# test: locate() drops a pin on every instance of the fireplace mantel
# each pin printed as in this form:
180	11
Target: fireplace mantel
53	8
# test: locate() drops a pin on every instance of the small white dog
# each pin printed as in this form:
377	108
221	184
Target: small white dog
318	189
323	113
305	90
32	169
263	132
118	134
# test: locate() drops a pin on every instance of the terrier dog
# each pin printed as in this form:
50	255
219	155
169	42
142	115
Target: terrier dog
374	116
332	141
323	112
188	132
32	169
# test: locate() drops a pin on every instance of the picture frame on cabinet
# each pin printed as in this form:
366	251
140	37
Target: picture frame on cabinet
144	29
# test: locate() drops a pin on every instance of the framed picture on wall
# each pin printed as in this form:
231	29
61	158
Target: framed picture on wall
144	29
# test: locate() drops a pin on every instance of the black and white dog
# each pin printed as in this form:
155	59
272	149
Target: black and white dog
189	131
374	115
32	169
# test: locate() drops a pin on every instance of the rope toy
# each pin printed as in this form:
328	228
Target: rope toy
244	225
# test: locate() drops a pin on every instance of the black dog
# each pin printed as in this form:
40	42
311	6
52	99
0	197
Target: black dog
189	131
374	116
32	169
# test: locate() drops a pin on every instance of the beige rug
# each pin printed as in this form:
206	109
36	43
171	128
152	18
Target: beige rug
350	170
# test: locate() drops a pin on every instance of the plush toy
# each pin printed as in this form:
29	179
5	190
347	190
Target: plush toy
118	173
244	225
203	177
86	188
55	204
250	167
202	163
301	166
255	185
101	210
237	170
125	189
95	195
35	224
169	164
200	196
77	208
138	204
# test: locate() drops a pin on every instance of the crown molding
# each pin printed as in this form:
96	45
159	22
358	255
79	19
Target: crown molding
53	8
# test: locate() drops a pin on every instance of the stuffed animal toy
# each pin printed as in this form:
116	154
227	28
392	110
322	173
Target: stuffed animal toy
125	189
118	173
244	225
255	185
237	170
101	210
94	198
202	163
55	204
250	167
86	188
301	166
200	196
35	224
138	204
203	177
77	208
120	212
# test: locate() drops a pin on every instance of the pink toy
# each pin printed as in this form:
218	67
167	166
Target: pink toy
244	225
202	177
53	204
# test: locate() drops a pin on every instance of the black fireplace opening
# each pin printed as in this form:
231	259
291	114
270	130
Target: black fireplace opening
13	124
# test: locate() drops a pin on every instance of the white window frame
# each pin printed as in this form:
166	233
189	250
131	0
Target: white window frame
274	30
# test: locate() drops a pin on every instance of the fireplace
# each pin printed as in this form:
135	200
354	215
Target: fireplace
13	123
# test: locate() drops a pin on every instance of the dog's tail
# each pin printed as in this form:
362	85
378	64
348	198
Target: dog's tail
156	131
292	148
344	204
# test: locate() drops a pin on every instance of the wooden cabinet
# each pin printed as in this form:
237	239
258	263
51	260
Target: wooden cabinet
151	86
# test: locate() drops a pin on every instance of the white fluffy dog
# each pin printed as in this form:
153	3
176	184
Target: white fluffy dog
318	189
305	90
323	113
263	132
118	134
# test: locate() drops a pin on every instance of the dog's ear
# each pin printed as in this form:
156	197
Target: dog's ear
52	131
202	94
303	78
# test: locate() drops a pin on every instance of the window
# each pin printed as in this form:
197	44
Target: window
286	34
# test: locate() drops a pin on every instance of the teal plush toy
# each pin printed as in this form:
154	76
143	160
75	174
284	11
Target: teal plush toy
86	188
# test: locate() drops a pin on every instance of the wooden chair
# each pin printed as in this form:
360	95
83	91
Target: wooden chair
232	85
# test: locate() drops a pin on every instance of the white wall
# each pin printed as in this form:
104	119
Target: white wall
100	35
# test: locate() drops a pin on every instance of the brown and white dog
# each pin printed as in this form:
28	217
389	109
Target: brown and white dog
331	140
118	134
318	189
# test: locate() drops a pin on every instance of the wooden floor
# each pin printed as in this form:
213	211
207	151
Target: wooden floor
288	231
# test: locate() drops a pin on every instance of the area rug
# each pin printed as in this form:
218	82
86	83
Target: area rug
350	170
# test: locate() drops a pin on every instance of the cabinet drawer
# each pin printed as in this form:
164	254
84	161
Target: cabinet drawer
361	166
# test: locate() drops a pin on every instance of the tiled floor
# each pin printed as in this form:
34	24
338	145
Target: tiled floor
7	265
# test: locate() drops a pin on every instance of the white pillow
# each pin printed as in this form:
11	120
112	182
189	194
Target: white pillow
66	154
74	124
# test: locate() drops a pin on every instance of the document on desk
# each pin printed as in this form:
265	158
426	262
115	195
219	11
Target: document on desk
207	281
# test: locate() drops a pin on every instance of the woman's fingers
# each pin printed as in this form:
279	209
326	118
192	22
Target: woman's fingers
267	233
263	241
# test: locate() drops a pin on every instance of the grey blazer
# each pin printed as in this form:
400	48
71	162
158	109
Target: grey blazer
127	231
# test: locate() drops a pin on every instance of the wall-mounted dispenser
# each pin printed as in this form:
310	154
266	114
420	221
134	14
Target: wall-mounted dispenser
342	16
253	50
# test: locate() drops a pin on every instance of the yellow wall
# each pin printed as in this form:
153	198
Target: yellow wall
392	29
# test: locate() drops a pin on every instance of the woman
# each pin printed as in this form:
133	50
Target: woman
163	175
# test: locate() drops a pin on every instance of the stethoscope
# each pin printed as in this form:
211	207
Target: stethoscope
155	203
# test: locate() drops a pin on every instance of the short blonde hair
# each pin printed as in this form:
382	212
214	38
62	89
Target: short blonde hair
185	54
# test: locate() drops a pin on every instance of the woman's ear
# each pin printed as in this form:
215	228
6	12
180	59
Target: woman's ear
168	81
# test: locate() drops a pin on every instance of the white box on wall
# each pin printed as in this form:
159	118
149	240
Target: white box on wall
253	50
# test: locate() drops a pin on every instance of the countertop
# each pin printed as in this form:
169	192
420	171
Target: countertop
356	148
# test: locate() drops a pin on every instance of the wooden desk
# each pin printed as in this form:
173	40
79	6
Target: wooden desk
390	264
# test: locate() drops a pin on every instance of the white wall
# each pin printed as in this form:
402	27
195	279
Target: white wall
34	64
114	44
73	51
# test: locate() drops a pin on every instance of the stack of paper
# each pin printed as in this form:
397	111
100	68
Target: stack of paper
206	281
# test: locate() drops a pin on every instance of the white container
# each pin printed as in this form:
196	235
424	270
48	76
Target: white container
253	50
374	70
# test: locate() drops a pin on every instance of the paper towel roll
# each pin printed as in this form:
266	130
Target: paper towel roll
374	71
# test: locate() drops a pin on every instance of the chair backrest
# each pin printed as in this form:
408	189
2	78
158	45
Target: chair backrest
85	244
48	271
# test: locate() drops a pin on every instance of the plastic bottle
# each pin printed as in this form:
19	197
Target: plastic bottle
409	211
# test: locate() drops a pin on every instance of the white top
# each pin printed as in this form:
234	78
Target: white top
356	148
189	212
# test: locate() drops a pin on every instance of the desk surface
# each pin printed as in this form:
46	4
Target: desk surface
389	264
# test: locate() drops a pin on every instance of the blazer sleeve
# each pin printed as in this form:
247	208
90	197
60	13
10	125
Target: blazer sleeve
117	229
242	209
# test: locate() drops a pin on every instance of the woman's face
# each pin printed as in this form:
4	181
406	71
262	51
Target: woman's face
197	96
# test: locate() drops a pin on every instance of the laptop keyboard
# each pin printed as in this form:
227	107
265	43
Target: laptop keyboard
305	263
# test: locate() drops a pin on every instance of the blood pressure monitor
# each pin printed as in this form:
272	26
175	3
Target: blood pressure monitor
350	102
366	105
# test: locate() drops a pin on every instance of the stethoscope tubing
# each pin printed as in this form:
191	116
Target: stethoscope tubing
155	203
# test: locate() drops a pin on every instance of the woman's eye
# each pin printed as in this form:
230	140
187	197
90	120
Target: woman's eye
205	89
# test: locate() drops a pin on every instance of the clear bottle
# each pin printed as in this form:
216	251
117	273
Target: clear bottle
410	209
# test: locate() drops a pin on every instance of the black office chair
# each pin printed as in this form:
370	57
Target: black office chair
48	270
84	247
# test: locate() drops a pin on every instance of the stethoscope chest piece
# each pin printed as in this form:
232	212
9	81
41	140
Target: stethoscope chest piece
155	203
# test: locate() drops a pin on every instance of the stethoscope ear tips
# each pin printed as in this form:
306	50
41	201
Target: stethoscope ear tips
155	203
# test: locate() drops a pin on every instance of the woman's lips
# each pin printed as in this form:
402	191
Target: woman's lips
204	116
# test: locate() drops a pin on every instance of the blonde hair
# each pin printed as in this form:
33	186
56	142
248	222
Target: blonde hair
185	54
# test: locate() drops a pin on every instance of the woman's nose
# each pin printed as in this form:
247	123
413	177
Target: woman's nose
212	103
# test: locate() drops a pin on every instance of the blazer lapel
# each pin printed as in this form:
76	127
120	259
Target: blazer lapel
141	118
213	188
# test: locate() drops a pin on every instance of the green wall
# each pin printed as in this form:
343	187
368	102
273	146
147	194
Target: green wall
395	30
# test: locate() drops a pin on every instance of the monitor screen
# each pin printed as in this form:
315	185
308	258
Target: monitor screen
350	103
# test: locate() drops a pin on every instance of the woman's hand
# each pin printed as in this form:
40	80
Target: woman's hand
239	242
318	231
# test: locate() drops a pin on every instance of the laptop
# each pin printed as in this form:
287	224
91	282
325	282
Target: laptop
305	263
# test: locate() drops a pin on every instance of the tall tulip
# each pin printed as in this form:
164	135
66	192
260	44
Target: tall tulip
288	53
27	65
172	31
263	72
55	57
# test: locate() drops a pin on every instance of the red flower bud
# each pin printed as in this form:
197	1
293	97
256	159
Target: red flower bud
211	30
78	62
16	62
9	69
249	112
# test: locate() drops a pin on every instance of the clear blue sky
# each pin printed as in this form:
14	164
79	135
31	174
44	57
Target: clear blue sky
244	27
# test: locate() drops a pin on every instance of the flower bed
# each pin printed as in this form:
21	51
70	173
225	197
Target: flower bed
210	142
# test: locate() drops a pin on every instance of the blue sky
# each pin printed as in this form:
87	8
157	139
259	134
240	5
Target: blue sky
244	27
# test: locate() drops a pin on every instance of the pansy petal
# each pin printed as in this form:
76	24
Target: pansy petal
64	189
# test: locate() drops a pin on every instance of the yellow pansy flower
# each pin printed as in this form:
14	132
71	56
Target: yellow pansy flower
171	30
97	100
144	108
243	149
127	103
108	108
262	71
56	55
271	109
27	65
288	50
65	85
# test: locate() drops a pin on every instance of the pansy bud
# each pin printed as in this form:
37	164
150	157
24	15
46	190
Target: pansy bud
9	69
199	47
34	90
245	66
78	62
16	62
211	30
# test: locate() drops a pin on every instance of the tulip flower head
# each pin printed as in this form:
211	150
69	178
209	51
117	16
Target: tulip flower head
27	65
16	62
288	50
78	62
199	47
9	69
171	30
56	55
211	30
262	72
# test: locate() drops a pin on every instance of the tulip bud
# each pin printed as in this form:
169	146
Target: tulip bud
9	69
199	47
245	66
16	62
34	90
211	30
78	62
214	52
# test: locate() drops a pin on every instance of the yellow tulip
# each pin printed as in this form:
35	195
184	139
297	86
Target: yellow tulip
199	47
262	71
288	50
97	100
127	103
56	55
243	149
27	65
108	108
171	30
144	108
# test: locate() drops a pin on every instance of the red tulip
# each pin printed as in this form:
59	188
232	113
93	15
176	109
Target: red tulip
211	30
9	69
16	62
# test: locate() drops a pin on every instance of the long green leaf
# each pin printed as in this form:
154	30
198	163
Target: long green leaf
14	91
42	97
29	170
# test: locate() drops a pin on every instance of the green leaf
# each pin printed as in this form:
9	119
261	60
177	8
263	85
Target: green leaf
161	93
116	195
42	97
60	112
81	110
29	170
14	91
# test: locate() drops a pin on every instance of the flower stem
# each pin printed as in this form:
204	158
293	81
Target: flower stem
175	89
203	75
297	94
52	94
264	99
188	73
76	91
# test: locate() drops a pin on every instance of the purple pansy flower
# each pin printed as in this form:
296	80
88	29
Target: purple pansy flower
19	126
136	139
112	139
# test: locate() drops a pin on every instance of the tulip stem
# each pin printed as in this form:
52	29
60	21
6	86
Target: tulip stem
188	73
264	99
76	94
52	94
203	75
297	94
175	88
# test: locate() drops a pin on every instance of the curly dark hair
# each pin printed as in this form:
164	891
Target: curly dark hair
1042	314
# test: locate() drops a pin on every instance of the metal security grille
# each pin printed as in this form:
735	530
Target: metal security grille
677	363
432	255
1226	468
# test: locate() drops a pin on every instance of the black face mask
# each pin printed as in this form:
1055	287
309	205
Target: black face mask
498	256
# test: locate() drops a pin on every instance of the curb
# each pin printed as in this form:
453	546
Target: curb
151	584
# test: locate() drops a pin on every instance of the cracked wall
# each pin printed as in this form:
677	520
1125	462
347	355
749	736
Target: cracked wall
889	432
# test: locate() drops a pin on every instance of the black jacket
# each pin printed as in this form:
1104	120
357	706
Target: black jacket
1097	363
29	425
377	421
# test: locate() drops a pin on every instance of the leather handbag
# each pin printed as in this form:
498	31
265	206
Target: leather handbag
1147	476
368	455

□ □ □ □ □ □ □

→ **INSTRUCTIONS TO FOLLOW**
Give an exact copy of the lines above from the line with "Target: woman's fingers" up to and including the line with "the wall-mounted dispenser", and leave everything else out.

→ **ANSWER TO THIS TASK**
Target: woman's fingers
267	233
263	241
# test: locate() drops a pin on every instance of the grey blazer
# each pin printed as in this form:
400	48
71	162
158	109
Target: grey blazer
127	231
# test: locate() drops a pin on every instance of the wall-mounted dispenser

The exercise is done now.